_Your task_.
With no omissions, write out every record given below.
#### Listed entries ####
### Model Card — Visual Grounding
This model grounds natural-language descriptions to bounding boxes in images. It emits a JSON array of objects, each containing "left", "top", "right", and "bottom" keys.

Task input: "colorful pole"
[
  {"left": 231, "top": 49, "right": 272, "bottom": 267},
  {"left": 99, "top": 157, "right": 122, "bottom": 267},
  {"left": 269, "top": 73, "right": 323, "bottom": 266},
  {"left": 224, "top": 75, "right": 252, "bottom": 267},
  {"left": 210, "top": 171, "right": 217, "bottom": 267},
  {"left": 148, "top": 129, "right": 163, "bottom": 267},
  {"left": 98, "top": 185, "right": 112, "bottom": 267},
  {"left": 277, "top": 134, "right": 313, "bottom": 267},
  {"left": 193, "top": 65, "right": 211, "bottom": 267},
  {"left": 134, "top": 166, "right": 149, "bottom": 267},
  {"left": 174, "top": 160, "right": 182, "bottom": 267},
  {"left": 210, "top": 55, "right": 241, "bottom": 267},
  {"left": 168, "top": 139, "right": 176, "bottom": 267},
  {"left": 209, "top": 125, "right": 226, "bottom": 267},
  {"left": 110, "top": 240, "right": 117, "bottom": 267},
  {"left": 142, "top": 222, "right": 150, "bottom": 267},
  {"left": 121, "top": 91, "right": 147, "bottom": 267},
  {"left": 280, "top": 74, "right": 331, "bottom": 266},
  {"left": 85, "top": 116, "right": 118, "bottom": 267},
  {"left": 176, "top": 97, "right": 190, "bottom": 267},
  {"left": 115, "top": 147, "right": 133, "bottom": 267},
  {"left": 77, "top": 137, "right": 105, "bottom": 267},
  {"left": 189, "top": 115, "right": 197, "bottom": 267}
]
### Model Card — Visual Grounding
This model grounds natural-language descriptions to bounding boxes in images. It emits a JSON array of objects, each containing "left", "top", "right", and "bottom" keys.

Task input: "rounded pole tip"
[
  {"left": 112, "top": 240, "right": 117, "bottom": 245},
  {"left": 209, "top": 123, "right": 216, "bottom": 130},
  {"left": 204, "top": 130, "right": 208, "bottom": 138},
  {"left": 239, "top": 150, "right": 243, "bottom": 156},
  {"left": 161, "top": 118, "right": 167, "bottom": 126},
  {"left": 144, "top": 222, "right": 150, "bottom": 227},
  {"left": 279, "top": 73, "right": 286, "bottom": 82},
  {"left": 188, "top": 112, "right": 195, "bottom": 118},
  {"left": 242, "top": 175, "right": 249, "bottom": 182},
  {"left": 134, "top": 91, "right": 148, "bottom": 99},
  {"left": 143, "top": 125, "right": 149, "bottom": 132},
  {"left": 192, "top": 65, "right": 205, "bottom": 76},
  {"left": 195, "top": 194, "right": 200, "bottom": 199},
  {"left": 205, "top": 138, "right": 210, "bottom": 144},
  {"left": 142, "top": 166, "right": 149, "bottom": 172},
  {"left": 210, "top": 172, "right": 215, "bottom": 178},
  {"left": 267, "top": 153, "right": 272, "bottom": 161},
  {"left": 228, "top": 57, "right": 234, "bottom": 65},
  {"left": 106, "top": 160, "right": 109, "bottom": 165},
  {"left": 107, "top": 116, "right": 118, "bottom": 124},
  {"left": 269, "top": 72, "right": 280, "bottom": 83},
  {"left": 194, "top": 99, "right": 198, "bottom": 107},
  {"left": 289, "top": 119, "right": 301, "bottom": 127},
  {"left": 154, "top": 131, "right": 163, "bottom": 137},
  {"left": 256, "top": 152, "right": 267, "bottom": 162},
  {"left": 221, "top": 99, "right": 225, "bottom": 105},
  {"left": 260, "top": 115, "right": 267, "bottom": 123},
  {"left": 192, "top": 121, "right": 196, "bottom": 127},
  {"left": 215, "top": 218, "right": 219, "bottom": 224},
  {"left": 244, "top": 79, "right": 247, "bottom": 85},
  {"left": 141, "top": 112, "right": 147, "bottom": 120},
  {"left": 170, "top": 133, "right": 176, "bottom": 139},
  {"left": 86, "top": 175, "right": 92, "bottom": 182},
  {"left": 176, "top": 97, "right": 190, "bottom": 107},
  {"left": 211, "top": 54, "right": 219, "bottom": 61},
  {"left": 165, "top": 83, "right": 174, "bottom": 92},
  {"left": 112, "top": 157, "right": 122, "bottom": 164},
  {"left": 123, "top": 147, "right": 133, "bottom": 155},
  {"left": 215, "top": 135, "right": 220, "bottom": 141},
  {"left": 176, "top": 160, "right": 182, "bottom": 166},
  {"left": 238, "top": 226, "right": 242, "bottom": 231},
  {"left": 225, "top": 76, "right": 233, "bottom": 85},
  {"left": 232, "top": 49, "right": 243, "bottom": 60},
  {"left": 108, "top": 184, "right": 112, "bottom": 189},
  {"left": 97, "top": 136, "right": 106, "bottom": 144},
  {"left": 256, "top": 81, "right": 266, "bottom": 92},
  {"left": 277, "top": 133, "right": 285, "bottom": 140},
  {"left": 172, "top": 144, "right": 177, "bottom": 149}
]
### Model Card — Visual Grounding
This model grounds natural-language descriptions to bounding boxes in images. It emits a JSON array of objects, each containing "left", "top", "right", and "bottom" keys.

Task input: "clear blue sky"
####
_Finished task_.
### Model Card — Visual Grounding
This model grounds natural-language descriptions to bounding boxes in images. It emits a JSON array of objects, each containing "left", "top", "right", and "bottom" keys.

Task input: "colorful pole"
[
  {"left": 231, "top": 49, "right": 272, "bottom": 267},
  {"left": 99, "top": 157, "right": 122, "bottom": 267},
  {"left": 269, "top": 73, "right": 323, "bottom": 266},
  {"left": 224, "top": 75, "right": 252, "bottom": 267},
  {"left": 210, "top": 171, "right": 217, "bottom": 267},
  {"left": 148, "top": 129, "right": 163, "bottom": 267},
  {"left": 98, "top": 185, "right": 112, "bottom": 267},
  {"left": 277, "top": 134, "right": 313, "bottom": 267},
  {"left": 193, "top": 65, "right": 211, "bottom": 267},
  {"left": 134, "top": 166, "right": 149, "bottom": 267},
  {"left": 174, "top": 160, "right": 182, "bottom": 267},
  {"left": 210, "top": 55, "right": 241, "bottom": 267},
  {"left": 168, "top": 139, "right": 176, "bottom": 267},
  {"left": 209, "top": 125, "right": 226, "bottom": 267},
  {"left": 110, "top": 240, "right": 117, "bottom": 267},
  {"left": 142, "top": 222, "right": 150, "bottom": 267},
  {"left": 121, "top": 91, "right": 147, "bottom": 267},
  {"left": 280, "top": 74, "right": 331, "bottom": 266},
  {"left": 85, "top": 116, "right": 118, "bottom": 267},
  {"left": 176, "top": 97, "right": 190, "bottom": 267},
  {"left": 115, "top": 147, "right": 133, "bottom": 267},
  {"left": 77, "top": 137, "right": 105, "bottom": 267},
  {"left": 189, "top": 115, "right": 197, "bottom": 267}
]
### Model Card — Visual Grounding
This model grounds natural-language descriptions to bounding boxes in images. It emits a JSON array of objects, each containing "left", "top", "right", and "bottom" keys.

Task input: "rounded pole tip"
[
  {"left": 112, "top": 240, "right": 117, "bottom": 245},
  {"left": 209, "top": 123, "right": 216, "bottom": 130},
  {"left": 204, "top": 130, "right": 208, "bottom": 138},
  {"left": 239, "top": 150, "right": 243, "bottom": 156},
  {"left": 161, "top": 118, "right": 167, "bottom": 126},
  {"left": 144, "top": 222, "right": 150, "bottom": 227},
  {"left": 279, "top": 73, "right": 286, "bottom": 82},
  {"left": 188, "top": 112, "right": 195, "bottom": 118},
  {"left": 242, "top": 175, "right": 249, "bottom": 182},
  {"left": 134, "top": 91, "right": 148, "bottom": 99},
  {"left": 143, "top": 125, "right": 149, "bottom": 132},
  {"left": 192, "top": 65, "right": 205, "bottom": 76},
  {"left": 195, "top": 194, "right": 200, "bottom": 199},
  {"left": 205, "top": 138, "right": 210, "bottom": 144},
  {"left": 142, "top": 166, "right": 149, "bottom": 172},
  {"left": 210, "top": 172, "right": 215, "bottom": 178},
  {"left": 267, "top": 153, "right": 272, "bottom": 161},
  {"left": 228, "top": 57, "right": 234, "bottom": 65},
  {"left": 106, "top": 160, "right": 109, "bottom": 165},
  {"left": 107, "top": 116, "right": 118, "bottom": 124},
  {"left": 269, "top": 72, "right": 280, "bottom": 83},
  {"left": 194, "top": 99, "right": 198, "bottom": 107},
  {"left": 289, "top": 119, "right": 301, "bottom": 127},
  {"left": 154, "top": 131, "right": 163, "bottom": 137},
  {"left": 256, "top": 152, "right": 267, "bottom": 162},
  {"left": 221, "top": 99, "right": 225, "bottom": 105},
  {"left": 260, "top": 115, "right": 267, "bottom": 123},
  {"left": 192, "top": 121, "right": 196, "bottom": 127},
  {"left": 215, "top": 218, "right": 219, "bottom": 224},
  {"left": 244, "top": 79, "right": 247, "bottom": 85},
  {"left": 141, "top": 112, "right": 147, "bottom": 120},
  {"left": 170, "top": 133, "right": 176, "bottom": 139},
  {"left": 86, "top": 175, "right": 92, "bottom": 182},
  {"left": 176, "top": 97, "right": 190, "bottom": 107},
  {"left": 211, "top": 54, "right": 219, "bottom": 61},
  {"left": 165, "top": 83, "right": 174, "bottom": 92},
  {"left": 112, "top": 157, "right": 122, "bottom": 164},
  {"left": 123, "top": 147, "right": 133, "bottom": 155},
  {"left": 215, "top": 135, "right": 220, "bottom": 141},
  {"left": 176, "top": 160, "right": 182, "bottom": 166},
  {"left": 238, "top": 226, "right": 242, "bottom": 231},
  {"left": 225, "top": 76, "right": 233, "bottom": 85},
  {"left": 232, "top": 49, "right": 243, "bottom": 60},
  {"left": 108, "top": 184, "right": 112, "bottom": 189},
  {"left": 97, "top": 136, "right": 106, "bottom": 144},
  {"left": 256, "top": 81, "right": 266, "bottom": 92},
  {"left": 277, "top": 133, "right": 285, "bottom": 140},
  {"left": 172, "top": 144, "right": 177, "bottom": 149}
]
### Model Card — Visual Grounding
This model grounds natural-language descriptions to bounding boxes in images. It emits a JSON array of objects, each containing "left", "top", "right", and "bottom" keys.

Task input: "clear blue sky"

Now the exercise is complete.